Texto seleccionado:

La describen alta, más alta que la media, de carácter firme, no bella ni fea, pero súper dotada desde pequeña. Tanto, que la inteligencia causó su infortunio. Laxos, tolerantes o no, rígidos o brutales, cada época impone sus peculiares modos de ser mujer. Transgredirlos desencadena consecuencias inimaginables. Más aún en la Edad Media, cuando la sexualidad y los arreglos matrimoniales eran asunto de la más alta y compleja consideración política, diplomática,  económica, social y no se diga monárquica y religiosa. Amar, por consiguiente, no era estar en aptitud de elegir. Desoír este delicado eje de las negociaciones entre clanes, familias o intereses concretos significaba atentar contra los cánones establecidos.

Si a ninguna doncella se le permitía elegir esposo sin la anuencia del padre o sustituto, para las nacidas en buena cuna ese renglón era incuestionable. Agréguese que sobre el estrecho régimen conyugal recaía una ortodoxia intimidante, por ceñida a la idea del pecado y a cuanto de él se derivaba: aborrecimiento a la mujer, la condena a la sexualidad, el manejo de la confesión cual vía unívoca de atesorar secretos  y, desde luego, el subsecuente poder de perdonar mediante los recursos del arrepentimiento, la penitencia, la expiación y la lucrativa venta de reliquias e indulgencias, promovidas desde la cabeza papal.

Sobre las ruinas del imperio romano, prolongadas durante siglos de ortodoxia y repudio a la razón, la cristiandad se fortaleció  más como una cuestión de poder mundano que de espiritualidad. En tan impenetrable  régimen de control de ésta y la otra vidas, infringir lo establecido significaba clavar una daga en el propio destino. Pedro Abelardo y Eloísa lo hicieron. Lo que sucedió por consumar un amorío prohibido fue tan enredado y tremendo que, 900 años después, continúa repitiéndose su infortunio entre los altos ejemplos no sólo de intolerancia, sino de lo que son capaces la sinrazón y la envidia.

Enunciado 1:
Responde a partir del texto seleccionado:
(a) ¿Sin la anuencia de quién no se le permitía a ninguna doncella elegir esposo?
(b) ¿Sobre las ruinas de qué imperio se fortaleció la cristiandad?
(c) ¿Cuántos años después sigue repitiéndose el infortunio de Pedro Abelardo y Eloísa?
Enunciado 2:
¿Qué recursos para el poder de perdonar menciona el texto seleccionado? Enuméralos todos.

Datos proporcionados:
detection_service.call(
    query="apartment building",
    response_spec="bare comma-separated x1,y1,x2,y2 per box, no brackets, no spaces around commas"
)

Solución completa 1:
(a) Del padre o sustituto.
(b) Del imperio romano.
(c) 900 años después.

Solución completa 2:
- El arrepentimiento
- La penitencia
- La expiación
- La lucrativa venta de reliquias e indulgencias